Task brief – Please carry on the excerpt about reverse-mode differentiation, starting right after its last sentence.

**** Excerpt ****

Reverse-Mode Differentiation (Backpropagation)
Reverse-mode automatic differentiation computes derivatives by propagating gradients backward through the computation graph. This is the foundation of backpropagation used in neural networks.
The reverse mode algorithm applies the chain rule in reverse order, starting from the output and moving back to the inputs. It is more efficient than forward mode when there are many input variables but few output variables (particularly for scalar outputs of neural networks).
However, reverse mode cannot handle higher order derivatives directly (it can be applied directly to a forward mode-derived derivative to return a higher order derivative).
Basic Usage
A simple example of using reverse mode to compute the derivative of a function is shown below.

**** Dataset rows ****

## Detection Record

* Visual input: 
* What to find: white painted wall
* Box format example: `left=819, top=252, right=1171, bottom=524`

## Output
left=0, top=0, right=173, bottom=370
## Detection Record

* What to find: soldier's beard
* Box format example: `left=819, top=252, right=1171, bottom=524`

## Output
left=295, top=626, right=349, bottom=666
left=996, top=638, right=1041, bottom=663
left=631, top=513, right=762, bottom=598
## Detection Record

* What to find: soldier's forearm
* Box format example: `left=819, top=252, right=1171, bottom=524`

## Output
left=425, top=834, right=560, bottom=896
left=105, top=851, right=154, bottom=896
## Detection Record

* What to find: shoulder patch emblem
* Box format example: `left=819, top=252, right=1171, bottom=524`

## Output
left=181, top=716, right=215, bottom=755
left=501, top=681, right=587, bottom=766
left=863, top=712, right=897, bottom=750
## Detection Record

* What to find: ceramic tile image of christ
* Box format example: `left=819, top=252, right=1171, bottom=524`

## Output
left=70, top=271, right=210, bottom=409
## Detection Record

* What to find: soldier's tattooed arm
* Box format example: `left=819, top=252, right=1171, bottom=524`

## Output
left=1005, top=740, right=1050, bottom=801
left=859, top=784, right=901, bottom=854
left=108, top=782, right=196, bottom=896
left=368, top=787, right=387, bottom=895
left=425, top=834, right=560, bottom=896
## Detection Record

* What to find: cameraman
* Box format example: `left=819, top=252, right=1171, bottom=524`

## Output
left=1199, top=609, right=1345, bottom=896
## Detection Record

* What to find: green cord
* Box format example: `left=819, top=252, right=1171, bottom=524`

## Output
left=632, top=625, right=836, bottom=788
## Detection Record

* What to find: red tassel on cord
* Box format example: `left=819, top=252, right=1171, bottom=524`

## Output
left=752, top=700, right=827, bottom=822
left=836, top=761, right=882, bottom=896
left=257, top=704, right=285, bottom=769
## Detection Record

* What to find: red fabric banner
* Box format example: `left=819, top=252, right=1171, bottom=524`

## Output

****

Task result –
program reverse_example
use diffstruc
implicit none
type(array_type) :: x
type(array_type), pointer :: f
! Initialise
call x%allocate([1, 1, 1], source=3.0)
call x%set_requires_grad(.true.)
x%is_temporary = .false.
! f(x) = x^3 + 2*x^2
f => x**3 + 2.0*x**2
! Compute gradient using reverse mode
call f%grad_reverse(record_graph=.true.)
write(*,*) 'f(3) =', f%val(1, 1) ! 27 + 18 = 45
write(*,*) 'df/dx =', x%grad%val(1, 1) ! 3*9 + 4*3 = 39
! Cleanup
call f%nullify_graph()
deallocate(f)
end program reverse_example
Notice that in reverse mode:
We call
grad_reverse()on the output (f)The gradient is stored in the input’s
gradfield (x%grad)No pointer assignment for the gradient result
! Forward mode: gradient is returned
df_dx => f%grad_forward(x)
write(*,*) df_dx%val
! Reverse mode: gradient stored in input
call f%grad_reverse(record_graph=.true.)
write(*,*) x%grad%val
All of the input gradients are computed in a single backward pass, making reverse mode very efficient for functions with many inputs and few outputs.
Partial Derivatives
Here, we compute gradients with respect to multiple input variables in one backward pass:
program reverse_multiple
use diffstruc
implicit none
type(array_type) :: x, y, z
type(array_type), pointer :: f
! Initialise three variables
call x%allocate([1, 1, 1], source=2.0)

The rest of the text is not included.